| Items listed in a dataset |

╔══

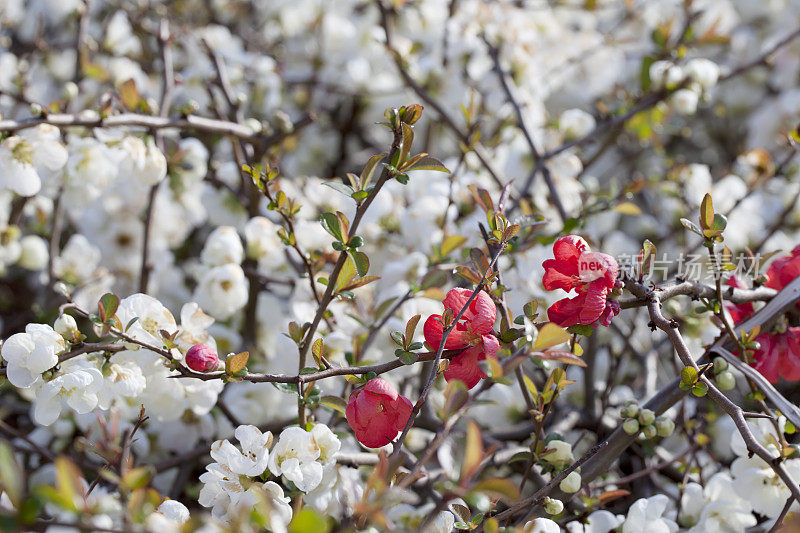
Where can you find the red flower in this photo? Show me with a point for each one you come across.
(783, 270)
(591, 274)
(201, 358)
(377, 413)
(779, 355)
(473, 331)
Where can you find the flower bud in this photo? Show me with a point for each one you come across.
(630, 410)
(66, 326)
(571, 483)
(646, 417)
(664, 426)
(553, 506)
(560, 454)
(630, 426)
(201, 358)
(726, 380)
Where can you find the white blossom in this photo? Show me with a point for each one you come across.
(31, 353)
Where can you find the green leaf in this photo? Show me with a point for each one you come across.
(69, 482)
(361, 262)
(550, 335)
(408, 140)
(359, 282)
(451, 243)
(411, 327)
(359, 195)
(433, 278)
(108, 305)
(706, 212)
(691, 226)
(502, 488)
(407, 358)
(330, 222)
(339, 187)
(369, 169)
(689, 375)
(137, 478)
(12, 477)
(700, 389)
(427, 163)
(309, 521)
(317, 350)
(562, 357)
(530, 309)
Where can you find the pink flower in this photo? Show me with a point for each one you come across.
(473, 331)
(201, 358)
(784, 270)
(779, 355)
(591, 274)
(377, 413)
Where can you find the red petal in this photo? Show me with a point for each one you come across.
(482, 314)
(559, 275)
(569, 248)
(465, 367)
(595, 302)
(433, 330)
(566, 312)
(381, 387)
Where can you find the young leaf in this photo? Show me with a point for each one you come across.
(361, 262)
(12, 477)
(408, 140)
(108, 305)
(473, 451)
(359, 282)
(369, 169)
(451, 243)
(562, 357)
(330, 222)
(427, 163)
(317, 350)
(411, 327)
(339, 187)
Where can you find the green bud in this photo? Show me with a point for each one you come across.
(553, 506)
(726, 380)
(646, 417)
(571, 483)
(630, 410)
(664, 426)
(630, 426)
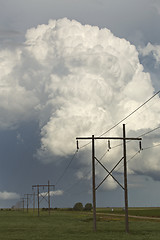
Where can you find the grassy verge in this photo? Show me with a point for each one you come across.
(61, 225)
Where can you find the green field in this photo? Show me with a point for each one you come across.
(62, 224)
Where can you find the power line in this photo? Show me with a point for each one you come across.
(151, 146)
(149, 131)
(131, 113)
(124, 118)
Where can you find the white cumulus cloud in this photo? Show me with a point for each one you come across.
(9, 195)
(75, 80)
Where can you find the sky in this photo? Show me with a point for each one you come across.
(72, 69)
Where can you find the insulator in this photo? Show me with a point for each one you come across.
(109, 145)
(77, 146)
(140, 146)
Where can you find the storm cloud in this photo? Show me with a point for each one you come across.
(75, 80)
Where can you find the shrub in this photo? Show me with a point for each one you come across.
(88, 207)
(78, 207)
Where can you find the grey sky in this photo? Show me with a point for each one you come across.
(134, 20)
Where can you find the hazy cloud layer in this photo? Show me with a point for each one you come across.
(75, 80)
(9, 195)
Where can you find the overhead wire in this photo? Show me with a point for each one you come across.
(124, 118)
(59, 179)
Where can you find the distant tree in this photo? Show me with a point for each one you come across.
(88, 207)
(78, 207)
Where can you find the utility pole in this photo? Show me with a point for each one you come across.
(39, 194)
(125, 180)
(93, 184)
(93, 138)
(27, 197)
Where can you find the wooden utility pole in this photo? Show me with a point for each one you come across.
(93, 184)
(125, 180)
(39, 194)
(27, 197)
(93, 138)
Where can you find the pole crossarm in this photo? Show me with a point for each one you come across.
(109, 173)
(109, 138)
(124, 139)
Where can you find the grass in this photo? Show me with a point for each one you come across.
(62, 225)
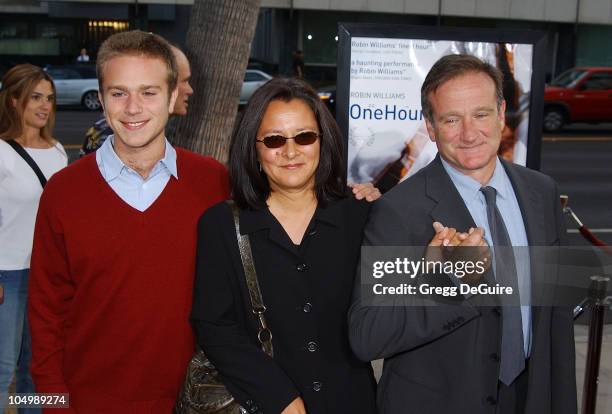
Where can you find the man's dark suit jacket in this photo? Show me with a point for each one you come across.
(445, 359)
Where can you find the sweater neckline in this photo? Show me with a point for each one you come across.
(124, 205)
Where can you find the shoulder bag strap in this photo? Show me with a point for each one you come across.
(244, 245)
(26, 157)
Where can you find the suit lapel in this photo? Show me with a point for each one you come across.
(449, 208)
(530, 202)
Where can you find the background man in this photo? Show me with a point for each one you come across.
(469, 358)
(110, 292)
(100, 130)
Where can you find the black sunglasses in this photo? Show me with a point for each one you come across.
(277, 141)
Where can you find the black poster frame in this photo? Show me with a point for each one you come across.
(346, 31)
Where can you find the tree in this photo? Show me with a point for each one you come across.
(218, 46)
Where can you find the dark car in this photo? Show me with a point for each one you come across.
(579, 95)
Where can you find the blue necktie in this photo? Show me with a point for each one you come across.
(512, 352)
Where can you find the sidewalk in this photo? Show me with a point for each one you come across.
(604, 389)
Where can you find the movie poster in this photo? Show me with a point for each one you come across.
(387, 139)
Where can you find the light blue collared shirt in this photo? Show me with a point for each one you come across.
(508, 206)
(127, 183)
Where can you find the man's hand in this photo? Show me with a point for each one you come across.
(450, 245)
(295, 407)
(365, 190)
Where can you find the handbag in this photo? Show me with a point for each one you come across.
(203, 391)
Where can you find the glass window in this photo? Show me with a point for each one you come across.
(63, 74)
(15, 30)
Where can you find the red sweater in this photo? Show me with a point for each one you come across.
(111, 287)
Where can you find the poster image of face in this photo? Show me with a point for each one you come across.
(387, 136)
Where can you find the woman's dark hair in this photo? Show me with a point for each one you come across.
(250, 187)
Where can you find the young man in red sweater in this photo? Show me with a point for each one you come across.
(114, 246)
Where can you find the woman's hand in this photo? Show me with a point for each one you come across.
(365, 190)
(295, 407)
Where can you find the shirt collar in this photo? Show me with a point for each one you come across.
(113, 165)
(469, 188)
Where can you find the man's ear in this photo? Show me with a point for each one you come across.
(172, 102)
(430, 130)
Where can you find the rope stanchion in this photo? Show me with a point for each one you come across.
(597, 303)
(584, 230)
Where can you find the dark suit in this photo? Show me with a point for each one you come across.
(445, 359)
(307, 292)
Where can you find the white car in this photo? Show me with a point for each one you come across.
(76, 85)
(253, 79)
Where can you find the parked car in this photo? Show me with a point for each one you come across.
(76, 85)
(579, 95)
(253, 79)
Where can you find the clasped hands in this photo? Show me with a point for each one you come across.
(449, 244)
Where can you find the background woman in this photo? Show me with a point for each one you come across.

╚══
╔══

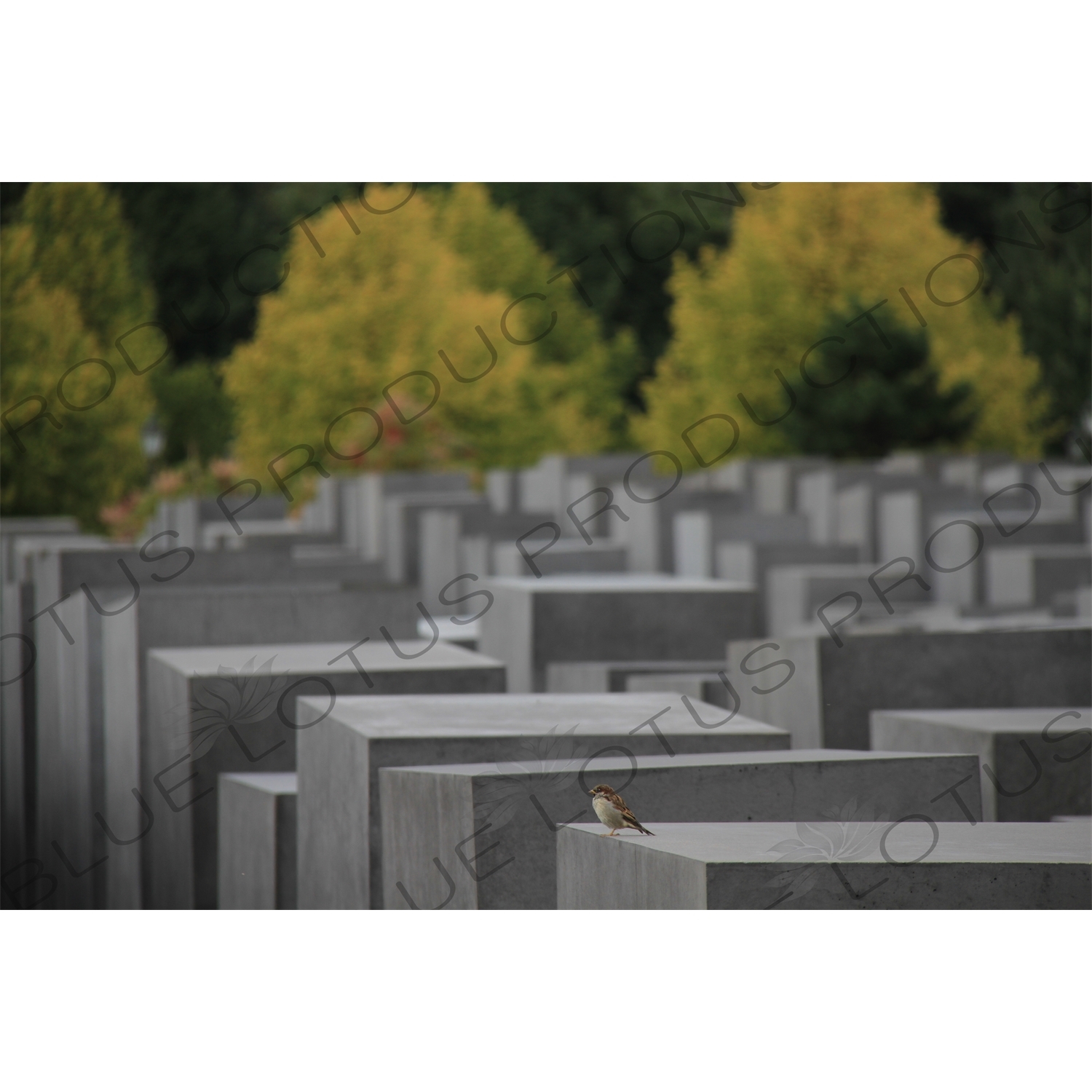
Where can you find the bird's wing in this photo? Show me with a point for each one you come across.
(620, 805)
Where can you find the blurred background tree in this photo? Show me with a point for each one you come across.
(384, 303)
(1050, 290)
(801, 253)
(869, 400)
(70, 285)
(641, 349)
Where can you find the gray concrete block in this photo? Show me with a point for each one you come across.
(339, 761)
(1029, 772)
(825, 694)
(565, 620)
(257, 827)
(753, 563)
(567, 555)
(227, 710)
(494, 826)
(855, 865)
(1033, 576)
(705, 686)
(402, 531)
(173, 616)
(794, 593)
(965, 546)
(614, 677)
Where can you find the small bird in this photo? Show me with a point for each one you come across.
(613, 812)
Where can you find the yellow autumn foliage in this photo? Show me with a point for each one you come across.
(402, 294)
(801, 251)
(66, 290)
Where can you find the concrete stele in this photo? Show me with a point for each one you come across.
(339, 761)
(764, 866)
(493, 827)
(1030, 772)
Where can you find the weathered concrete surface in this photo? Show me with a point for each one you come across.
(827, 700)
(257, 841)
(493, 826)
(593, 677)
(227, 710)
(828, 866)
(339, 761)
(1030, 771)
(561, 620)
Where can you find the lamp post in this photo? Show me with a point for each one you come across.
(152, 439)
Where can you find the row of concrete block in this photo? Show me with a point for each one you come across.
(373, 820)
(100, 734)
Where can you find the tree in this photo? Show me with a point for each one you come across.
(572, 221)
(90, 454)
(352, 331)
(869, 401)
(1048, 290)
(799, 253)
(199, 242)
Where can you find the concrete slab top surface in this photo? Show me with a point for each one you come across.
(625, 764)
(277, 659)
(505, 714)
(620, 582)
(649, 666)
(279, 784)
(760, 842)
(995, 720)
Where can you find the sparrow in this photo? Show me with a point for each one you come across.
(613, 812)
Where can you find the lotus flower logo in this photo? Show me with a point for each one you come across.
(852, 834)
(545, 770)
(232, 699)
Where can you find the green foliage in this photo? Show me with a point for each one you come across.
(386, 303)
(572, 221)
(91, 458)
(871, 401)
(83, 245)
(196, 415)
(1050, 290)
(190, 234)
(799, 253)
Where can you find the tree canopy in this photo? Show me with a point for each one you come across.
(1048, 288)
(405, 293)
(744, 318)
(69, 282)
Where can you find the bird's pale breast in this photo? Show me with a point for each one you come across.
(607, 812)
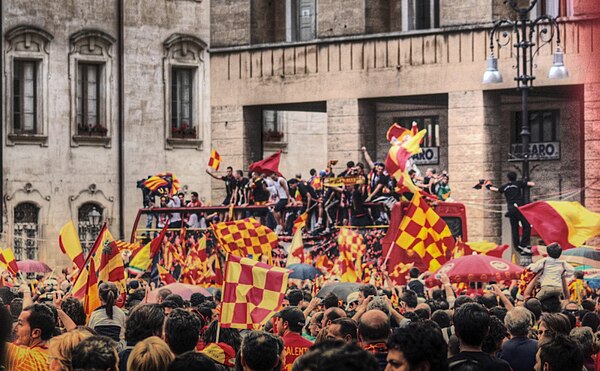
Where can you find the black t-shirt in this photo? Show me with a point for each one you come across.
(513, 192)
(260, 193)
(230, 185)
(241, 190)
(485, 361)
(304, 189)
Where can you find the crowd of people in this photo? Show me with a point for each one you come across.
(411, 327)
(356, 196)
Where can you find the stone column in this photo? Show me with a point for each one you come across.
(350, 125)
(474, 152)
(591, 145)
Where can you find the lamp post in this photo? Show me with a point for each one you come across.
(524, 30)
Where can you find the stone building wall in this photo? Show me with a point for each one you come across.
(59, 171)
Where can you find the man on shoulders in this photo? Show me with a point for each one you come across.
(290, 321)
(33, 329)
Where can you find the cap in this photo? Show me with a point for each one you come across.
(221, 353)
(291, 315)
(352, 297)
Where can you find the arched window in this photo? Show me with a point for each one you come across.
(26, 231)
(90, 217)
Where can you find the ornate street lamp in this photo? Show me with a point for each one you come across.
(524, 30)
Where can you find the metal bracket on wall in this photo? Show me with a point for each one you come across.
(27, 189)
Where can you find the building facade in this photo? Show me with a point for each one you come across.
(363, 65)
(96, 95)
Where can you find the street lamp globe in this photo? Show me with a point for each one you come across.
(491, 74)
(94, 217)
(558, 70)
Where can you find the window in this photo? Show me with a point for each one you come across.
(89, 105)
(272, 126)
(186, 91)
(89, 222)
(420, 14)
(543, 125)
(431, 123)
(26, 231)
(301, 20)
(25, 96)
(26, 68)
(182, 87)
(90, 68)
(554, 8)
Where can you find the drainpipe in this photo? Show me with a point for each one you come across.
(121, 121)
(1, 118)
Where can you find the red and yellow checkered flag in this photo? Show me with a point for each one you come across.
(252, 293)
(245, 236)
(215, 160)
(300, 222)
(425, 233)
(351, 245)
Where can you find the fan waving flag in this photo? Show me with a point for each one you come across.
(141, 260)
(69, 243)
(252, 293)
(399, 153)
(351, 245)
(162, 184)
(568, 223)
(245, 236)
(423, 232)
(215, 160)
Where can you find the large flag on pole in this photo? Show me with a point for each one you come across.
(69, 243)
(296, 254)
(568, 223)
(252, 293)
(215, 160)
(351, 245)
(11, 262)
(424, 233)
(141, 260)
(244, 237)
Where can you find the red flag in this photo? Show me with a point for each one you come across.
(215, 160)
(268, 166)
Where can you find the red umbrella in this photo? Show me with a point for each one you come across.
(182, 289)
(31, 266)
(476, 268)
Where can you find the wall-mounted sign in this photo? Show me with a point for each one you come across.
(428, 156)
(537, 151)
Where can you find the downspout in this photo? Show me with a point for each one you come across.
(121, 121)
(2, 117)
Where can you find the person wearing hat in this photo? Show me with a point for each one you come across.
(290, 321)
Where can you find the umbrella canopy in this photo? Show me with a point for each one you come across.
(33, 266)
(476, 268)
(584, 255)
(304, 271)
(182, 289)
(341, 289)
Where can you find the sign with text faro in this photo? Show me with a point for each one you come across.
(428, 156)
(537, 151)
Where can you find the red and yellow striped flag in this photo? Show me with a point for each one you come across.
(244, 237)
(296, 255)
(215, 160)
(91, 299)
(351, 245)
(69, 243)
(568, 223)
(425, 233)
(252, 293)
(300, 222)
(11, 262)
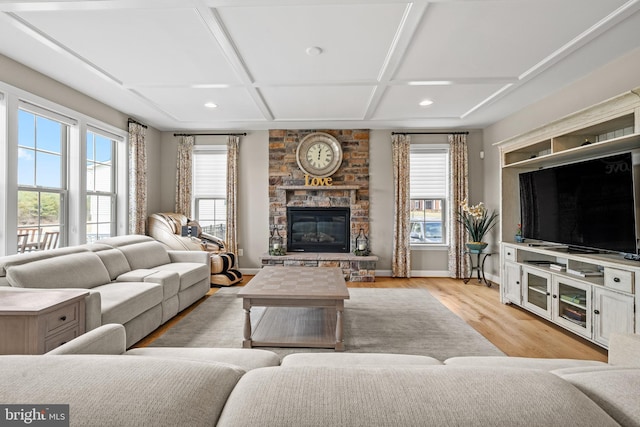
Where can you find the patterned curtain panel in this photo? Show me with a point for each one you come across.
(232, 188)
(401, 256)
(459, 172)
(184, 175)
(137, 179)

╚══
╔══

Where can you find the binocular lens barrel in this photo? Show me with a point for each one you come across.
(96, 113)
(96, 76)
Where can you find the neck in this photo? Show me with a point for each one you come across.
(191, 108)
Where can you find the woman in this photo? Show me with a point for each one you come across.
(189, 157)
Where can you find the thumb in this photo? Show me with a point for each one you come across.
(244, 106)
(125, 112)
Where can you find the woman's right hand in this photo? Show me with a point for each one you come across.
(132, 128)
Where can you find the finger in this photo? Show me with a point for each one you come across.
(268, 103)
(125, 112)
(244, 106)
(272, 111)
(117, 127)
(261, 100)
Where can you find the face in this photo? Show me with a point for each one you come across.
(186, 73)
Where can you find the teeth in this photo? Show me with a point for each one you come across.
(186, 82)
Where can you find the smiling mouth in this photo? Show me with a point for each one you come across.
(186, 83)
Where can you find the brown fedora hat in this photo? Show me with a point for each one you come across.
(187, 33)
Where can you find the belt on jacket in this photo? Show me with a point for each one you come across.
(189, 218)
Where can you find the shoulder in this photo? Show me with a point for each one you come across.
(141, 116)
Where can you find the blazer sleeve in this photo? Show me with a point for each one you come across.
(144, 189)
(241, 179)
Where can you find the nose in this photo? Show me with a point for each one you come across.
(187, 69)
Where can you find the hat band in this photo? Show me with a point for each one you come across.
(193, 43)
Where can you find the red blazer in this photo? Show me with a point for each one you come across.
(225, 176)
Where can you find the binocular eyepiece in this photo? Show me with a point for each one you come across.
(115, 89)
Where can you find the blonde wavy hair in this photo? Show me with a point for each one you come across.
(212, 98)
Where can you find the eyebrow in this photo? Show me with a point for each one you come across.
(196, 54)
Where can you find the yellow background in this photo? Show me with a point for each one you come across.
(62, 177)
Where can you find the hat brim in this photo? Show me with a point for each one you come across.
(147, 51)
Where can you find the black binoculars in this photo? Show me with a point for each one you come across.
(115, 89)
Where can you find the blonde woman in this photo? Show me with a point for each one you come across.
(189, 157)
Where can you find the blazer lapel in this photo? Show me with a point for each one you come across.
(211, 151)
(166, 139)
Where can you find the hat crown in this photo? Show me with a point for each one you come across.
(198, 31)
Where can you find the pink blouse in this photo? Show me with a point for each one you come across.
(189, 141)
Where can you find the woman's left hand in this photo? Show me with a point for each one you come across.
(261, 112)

╚══

| Work task |
From the entries above, print the lines beginning at the one with "Where can you find the woman's dark" and stopping after the one with "Where can you find the background woman", exactly as written and with nothing else.

| Response below |
Where can you find the woman's dark hair in this photo? Show me with a point for each one you come across.
(250, 187)
Where can you find the young man in red sweater in this photo? Show me with a point for each one you come across.
(114, 246)
Where can you find the woman's hand in this photo? Show me with a point for each one you come across.
(365, 190)
(295, 407)
Where can you find the shirt collar in this photo? Show me with a point for each one you come across.
(113, 165)
(469, 188)
Where can you find the man's ear in this photo? Show me with a point for each one you come across.
(172, 102)
(430, 130)
Where can you find the rope stanchion in this photo? Show me with a point for each one you come across.
(597, 303)
(584, 230)
Where can you find the dark suit in this photo? Show me with a point for each one you come across.
(445, 359)
(307, 292)
Where can you find the white car in this photo? Show me with a point for each one you come across.
(76, 85)
(253, 79)
Where can you find the parked car in this photo? Show me with a point for each one you come across.
(76, 85)
(579, 95)
(253, 79)
Where can you find the clasped hands in this photo? Show me with a point for each one you come across.
(449, 244)
Where can you find the background woman in this photo? Show me with a point for each one you come across.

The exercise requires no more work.